Every line of the data is to be transcribed as it stands.

******

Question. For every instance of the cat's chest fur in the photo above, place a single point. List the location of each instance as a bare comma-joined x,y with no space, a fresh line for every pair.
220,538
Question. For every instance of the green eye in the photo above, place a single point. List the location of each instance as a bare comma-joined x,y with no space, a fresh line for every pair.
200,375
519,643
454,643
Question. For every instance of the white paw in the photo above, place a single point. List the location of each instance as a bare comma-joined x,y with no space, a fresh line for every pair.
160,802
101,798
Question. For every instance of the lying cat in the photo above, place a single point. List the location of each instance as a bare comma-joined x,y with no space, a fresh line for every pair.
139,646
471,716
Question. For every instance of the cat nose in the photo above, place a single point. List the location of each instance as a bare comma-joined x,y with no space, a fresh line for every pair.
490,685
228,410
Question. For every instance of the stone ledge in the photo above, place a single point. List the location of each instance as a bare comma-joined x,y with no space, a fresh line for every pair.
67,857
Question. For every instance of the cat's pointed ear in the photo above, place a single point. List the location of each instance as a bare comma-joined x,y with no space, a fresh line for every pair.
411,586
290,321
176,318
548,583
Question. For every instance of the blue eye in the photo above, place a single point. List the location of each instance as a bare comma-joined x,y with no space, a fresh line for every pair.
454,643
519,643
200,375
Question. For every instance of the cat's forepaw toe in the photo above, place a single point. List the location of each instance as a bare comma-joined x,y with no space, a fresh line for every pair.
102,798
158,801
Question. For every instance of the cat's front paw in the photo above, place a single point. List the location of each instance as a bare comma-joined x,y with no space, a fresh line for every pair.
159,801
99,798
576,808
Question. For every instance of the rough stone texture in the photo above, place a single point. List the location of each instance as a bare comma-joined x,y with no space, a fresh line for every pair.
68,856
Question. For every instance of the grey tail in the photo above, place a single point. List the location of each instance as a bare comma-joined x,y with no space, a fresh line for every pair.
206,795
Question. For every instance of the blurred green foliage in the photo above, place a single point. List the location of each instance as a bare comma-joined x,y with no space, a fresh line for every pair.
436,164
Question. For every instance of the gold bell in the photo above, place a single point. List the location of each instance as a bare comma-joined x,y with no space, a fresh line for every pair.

******

Answer for this exercise:
Question. For every instance of the cat's chest fur in the photo above, place a single point. List the location of each instance as a bare comma-joined x,y with no space, a fresh line for every pair.
220,538
Question. For every instance of the green eye in the photo above, place a single point. List the location of each instance as a bare comma-joined x,y with no space, a fresh line for every pair.
200,375
519,643
454,643
Question. For every instance of the white paw in the photo above, place a single point. List the location of each instance as a bare comma-joined x,y with no space, a fresh line for every pair.
160,802
101,798
Question. For every instance of the lying cat in the photo above, place a single point. List the location of each instance as a bare comma-joined x,y with no space, a fresh line for every pair.
139,646
471,716
Question. For every instance of the cat nose in the photo above, place a single point. List the location of each instance as a bare comma-joined x,y with no space, a fresh line for every pair.
490,685
228,410
Question. For every instance of the stone ledge in the photo above, place a single point. List the location of each instance as a bare comma-joined x,y with no space, a fresh line for every pair.
67,857
Question. For every instance of the cat's pointed ear in the photo above, place a single point. List the location of each instance as a bare comma-joined x,y with no space, a fresh line for every pair.
411,586
290,321
176,318
548,583
Question. For every instance of the blue eye in the photo above, place a single point. List the location of each instance as a bare comma-joined x,y with no space, a fresh line for every pair.
454,643
519,643
200,375
Question. For every instance of the cat's forepaw toe in the photo above, place a single point. List the location of each instance as a bare comma-joined x,y with no space, a fresh line for every pair.
102,798
158,801
Question. For every instance of the cat's front paw in the photo above, place a single point. List the location of each instance as a bare comma-joined x,y with no space, a fresh line for every pair.
159,801
99,798
576,808
Question. For every instance of the rough stone texture in the photo above, place a single point. List the location of each instance as a bare comma-joined x,y with no space, a fresh line for every pair.
68,856
Question. For every instance of the grey tail in the photo above, place a single point. List the location of each instance as a bare comma-joined x,y with no space, a fresh line for every pair.
206,795
Question. For every instance of the blurred green foliage in the photo above, place a single point. List the location of each instance as a bare comma-joined x,y with no space, a fresh line for every pair.
436,164
Question. For every instance of the gold bell in the photo above, place a single point. List the location of each instance as a bare comma-joined x,y with no space, a fresh line for every pair.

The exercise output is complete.